* [ATIVIDADE PROPOSTA]
Traduza para o inglês esta frase do trecho sobre células CAR-T senolíticas: "Esta especificidade é crucial para evitar que os linfócitos T ataquem células saudáveis".
━━━━━ TRECHO DO DOCUMENTO
No mês passado, o grupo de pesquisadores do Memorial Sloan Kettering Center coordenado pelos Drs. Michel Sadelain e Scott Lowe, conseguiu desenvolver pela primeira vez células CAR-T senolíticas (Figura 2). O trabalho, publicado na Nature, tem como ponto principal a definição de um antígeno específico de células senescentes – o receptor do ativador de plasminogênio tipo uroquinase (uPAR). O grupo mostra que esta molécula é altamente expressa em células senescentes tanto nos modelos murinos utilizados quanto em tecidos humanos de fibrose hepática e placas arteroscleróticas, mas quase ausente em tecidos normais. Esta especificidade é crucial para evitar que os linfócitos T ataquem células saudáveis.
Figura 2: O racional por trás do desenvolvimento das células CAR-T senolíticas. O acúmulo aberrante de células senescentes nos tecidos pode contribuir para diversas doenças. Um linfócito citotóxico que elimine especificamente estas células poderia ser usado para combater estas patologias. Fonte.
━━━━━━━━━━
━━━━━ ITENS DO CONJUNTO
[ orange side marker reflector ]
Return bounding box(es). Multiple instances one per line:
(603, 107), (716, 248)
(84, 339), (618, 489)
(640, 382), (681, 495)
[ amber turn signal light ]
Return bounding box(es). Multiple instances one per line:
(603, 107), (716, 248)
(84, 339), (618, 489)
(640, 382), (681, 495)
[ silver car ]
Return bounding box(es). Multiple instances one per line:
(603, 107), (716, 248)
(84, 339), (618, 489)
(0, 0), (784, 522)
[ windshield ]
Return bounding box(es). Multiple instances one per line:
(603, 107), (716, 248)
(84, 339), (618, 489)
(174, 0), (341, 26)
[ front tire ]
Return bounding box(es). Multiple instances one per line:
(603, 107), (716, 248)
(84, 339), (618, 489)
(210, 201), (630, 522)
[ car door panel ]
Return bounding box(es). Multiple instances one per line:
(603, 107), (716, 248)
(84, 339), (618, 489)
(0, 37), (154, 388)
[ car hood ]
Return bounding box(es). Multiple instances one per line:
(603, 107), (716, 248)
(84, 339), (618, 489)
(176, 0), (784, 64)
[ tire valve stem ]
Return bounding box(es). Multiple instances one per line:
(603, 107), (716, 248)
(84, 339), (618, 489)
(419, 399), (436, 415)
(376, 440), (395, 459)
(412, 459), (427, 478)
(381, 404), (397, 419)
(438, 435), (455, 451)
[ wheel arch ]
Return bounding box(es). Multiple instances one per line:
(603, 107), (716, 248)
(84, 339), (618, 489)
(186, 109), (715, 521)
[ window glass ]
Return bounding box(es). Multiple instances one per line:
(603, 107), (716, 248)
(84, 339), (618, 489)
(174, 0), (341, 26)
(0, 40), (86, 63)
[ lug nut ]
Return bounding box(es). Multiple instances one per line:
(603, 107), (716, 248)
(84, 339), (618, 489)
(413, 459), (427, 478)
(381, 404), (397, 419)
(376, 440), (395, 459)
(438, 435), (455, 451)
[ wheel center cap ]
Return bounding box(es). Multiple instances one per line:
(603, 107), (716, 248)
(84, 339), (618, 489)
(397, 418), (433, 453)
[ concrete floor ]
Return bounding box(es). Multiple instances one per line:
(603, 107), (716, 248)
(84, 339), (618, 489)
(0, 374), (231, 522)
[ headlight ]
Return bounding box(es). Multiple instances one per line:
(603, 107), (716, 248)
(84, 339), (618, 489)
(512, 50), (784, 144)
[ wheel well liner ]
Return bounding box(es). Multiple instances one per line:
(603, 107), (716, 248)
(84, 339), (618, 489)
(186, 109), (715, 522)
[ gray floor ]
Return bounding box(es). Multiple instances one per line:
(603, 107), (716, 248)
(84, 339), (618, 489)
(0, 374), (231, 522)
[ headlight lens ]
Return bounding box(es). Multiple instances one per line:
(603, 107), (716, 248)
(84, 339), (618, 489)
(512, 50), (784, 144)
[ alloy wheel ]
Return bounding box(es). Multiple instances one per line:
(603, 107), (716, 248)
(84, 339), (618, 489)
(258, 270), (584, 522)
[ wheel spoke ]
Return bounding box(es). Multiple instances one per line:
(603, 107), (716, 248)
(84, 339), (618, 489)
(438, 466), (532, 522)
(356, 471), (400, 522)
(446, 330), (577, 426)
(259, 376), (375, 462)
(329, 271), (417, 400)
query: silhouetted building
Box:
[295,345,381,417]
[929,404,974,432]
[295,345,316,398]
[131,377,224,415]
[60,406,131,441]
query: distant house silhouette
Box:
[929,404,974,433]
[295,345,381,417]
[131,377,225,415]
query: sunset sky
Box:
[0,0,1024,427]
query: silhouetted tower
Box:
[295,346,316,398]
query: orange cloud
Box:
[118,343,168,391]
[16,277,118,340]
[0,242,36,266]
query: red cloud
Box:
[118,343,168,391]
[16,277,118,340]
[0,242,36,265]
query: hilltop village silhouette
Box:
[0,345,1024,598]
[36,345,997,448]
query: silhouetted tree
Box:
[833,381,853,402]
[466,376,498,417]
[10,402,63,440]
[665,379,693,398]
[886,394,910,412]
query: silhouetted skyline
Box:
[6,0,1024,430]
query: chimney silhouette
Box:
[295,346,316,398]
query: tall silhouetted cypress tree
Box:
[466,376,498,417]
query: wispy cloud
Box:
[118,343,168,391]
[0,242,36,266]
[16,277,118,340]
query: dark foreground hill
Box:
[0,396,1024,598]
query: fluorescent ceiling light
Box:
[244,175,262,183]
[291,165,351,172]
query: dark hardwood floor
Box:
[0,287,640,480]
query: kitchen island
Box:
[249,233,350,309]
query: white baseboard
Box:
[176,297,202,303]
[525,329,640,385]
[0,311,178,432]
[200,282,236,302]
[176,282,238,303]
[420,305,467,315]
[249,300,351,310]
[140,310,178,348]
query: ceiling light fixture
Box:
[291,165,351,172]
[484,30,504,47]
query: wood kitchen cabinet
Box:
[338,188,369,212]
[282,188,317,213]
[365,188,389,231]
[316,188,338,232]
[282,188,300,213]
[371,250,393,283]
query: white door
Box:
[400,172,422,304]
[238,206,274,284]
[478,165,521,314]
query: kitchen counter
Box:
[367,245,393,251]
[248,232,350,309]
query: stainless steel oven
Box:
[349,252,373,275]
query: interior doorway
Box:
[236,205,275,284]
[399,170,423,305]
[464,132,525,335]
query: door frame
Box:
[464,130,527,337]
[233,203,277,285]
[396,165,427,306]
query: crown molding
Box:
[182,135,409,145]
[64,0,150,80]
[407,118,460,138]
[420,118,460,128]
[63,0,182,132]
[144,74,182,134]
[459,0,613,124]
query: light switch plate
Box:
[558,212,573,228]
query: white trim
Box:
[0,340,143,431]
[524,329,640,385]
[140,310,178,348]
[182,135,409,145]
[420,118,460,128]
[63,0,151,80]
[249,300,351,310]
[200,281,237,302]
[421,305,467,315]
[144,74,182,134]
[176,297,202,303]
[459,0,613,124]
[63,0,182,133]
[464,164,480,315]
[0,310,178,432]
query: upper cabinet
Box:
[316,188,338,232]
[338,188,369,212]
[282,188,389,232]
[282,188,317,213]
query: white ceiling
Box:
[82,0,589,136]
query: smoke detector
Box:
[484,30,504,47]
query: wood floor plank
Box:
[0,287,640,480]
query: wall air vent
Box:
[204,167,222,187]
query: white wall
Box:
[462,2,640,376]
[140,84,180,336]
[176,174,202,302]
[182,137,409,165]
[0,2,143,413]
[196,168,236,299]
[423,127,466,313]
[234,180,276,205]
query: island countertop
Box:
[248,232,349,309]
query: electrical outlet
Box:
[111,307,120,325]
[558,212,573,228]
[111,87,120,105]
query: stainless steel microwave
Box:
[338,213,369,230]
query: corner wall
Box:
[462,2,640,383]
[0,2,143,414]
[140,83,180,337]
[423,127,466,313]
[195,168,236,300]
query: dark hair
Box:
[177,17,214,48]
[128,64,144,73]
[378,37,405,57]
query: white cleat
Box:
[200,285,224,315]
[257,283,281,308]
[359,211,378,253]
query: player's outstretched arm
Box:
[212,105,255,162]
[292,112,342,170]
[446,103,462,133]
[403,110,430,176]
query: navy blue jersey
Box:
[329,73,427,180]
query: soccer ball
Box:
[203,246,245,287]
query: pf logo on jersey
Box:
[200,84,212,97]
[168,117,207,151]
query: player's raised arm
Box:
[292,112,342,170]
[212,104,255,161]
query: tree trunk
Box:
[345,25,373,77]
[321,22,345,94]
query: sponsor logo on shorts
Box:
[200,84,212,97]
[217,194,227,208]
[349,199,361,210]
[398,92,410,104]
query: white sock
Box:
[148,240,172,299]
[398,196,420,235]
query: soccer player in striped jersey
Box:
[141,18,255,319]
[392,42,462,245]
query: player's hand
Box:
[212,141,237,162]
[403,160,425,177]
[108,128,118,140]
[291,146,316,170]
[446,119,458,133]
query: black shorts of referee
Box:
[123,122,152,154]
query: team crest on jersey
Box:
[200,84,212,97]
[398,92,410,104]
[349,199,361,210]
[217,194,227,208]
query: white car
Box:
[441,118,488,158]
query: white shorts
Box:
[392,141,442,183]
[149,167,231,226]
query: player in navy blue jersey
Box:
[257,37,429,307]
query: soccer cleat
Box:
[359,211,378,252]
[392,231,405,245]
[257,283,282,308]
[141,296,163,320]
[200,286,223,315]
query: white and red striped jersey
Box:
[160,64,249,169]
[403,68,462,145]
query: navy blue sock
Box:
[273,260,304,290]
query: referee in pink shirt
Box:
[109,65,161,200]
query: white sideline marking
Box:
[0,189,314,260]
━━━━━━━━━━
* [RESULTADO DO EXERCÍCIO]
This specificity is crucial to prevent T lymphocytes from attacking healthy cells.